*** Begin section ***

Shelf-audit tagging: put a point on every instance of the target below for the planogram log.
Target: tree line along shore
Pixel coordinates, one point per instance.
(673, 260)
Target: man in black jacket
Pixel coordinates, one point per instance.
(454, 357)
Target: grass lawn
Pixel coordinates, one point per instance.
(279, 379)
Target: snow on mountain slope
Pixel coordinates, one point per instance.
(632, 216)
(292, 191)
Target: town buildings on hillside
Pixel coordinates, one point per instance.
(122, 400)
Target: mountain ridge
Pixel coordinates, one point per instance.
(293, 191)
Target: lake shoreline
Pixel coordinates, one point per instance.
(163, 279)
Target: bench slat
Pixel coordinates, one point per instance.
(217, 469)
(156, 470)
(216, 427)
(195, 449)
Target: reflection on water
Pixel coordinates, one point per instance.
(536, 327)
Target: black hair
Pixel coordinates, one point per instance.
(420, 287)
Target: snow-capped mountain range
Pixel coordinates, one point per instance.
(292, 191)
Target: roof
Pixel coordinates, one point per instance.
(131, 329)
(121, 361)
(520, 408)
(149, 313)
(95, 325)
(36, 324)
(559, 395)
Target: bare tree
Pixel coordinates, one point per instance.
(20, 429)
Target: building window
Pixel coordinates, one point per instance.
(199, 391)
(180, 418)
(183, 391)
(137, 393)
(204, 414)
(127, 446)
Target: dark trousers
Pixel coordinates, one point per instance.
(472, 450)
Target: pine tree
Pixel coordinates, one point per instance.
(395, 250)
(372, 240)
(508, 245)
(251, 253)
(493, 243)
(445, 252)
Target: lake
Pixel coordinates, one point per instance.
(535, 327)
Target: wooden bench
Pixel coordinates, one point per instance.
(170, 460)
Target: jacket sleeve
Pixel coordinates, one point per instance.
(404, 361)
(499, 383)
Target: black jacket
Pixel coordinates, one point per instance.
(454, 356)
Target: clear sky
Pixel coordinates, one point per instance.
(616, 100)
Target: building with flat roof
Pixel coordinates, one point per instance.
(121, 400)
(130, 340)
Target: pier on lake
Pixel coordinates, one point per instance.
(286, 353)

*** End section ***

◆ **PROBLEM TO WORK ON**: Reproduce all of the data. Leave every line unchanged.

◆ **WRITTEN SOLUTION**:
Shelf-audit tagging: put a point on every instance of the target below for the planogram log.
Target: tree line along shore
Pixel coordinates, one point per instance.
(673, 260)
Target: man in black jacket
Pixel coordinates, one point per instance.
(454, 357)
Target: grass lawn
Pixel coordinates, one point per instance.
(279, 379)
Target: snow on mountain slope
Pixel coordinates, one point per instance.
(632, 216)
(292, 191)
Target: town buildings on hillside
Pixel coordinates, one point per instance.
(122, 400)
Target: mountain ridge
Pixel coordinates, one point per instance.
(293, 191)
Target: lake shoreline
Pixel coordinates, one point per instance.
(163, 279)
Target: bench slat
Pixel coordinates, one point per instance.
(217, 469)
(156, 470)
(216, 427)
(195, 449)
Target: reflection on water
Pixel coordinates, one point per instance.
(536, 327)
Target: black hair
Pixel coordinates, one point per instance.
(420, 287)
Target: snow-capped mountain range
Pixel coordinates, one point per instance.
(292, 191)
Target: roof
Pixel coordinates, one point per instance.
(131, 329)
(121, 361)
(520, 408)
(149, 313)
(95, 325)
(36, 324)
(559, 395)
Target: bare tree
Pixel coordinates, one point per instance.
(20, 429)
Target: building window
Pixel coordinates, one point per instance.
(199, 391)
(180, 418)
(183, 391)
(137, 393)
(204, 414)
(127, 446)
Target: dark trousers
Pixel coordinates, one point per instance.
(472, 450)
Target: pine tree
Pixel coordinates, one point per instance.
(395, 250)
(372, 240)
(508, 245)
(251, 253)
(493, 243)
(445, 252)
Target: lake
Pixel coordinates, one point per instance.
(535, 327)
Target: wooden bench
Pixel coordinates, one point per instance.
(170, 460)
Target: jacket sleeve
Pixel coordinates, one point per instance.
(404, 361)
(499, 383)
Target: black jacket
Pixel coordinates, one point per instance.
(454, 356)
Target: clear sky
Pixel coordinates, one point per instance.
(616, 100)
Target: building with flat roof
Pixel coordinates, one point per instance.
(121, 400)
(130, 340)
Target: pier on lake
Pixel coordinates, one point per instance.
(286, 353)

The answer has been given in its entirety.